[start Data listing]
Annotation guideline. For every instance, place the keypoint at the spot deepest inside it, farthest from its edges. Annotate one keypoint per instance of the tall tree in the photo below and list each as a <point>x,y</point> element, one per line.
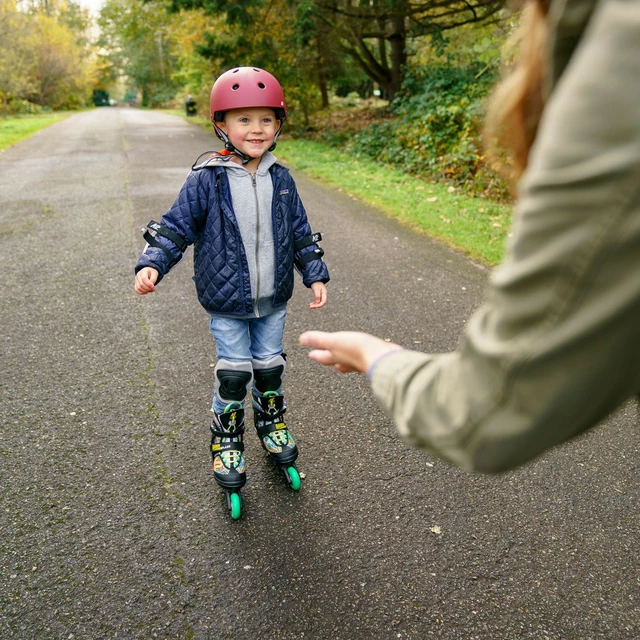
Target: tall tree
<point>138,40</point>
<point>375,33</point>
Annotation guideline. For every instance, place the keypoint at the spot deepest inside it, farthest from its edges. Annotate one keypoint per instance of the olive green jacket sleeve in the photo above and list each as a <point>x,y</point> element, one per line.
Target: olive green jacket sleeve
<point>556,347</point>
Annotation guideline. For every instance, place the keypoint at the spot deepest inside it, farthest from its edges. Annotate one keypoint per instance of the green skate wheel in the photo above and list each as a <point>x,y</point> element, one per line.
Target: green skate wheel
<point>235,505</point>
<point>294,478</point>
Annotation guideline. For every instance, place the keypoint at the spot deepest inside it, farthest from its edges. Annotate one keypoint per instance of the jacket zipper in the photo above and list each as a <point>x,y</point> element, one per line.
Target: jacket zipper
<point>255,194</point>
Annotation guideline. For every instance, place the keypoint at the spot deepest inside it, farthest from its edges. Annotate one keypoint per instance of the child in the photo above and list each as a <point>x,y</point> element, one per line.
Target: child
<point>241,211</point>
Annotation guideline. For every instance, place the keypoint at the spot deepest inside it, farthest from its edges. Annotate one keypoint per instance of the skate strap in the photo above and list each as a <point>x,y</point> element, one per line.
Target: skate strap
<point>227,445</point>
<point>232,421</point>
<point>271,406</point>
<point>271,427</point>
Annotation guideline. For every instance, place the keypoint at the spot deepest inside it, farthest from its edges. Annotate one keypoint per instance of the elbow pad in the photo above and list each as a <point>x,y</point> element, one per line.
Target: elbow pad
<point>307,241</point>
<point>153,230</point>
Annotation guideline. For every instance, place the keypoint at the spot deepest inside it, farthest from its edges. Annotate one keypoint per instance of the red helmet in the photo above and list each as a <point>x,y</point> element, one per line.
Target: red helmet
<point>246,87</point>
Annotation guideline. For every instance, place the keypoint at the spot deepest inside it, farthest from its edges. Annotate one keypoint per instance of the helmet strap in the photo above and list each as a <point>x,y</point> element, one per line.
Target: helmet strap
<point>228,146</point>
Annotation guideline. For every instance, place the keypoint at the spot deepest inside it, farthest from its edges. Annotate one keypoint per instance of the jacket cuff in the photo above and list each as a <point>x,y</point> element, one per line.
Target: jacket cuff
<point>385,372</point>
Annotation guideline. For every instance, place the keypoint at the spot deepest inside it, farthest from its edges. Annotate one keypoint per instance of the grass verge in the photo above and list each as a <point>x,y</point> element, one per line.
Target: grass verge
<point>476,227</point>
<point>13,130</point>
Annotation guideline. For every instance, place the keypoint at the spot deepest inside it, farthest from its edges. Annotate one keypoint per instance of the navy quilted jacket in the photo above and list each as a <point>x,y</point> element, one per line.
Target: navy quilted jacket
<point>203,216</point>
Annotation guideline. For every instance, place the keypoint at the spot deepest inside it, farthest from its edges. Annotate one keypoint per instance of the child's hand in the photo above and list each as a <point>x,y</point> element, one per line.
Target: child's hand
<point>146,280</point>
<point>320,292</point>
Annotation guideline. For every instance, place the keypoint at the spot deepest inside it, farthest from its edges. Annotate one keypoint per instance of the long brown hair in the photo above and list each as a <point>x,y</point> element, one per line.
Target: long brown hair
<point>517,103</point>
[end Data listing]
= What to produce =
Swap each "jacket cuff" for "sleeve cuff" in the stretch from the line containing "the jacket cuff" through the line containing "<point>385,372</point>", and write out only those lines with everything else unchanged.

= Full solution =
Annotation guideline. For every instance, place the keypoint at the spot deepest inside it, farthest from its edges. Annotate one keypoint per instance of the sleeve cuff in the photo above and list each as a <point>x,y</point> element, one per line.
Target: sleeve cuff
<point>385,372</point>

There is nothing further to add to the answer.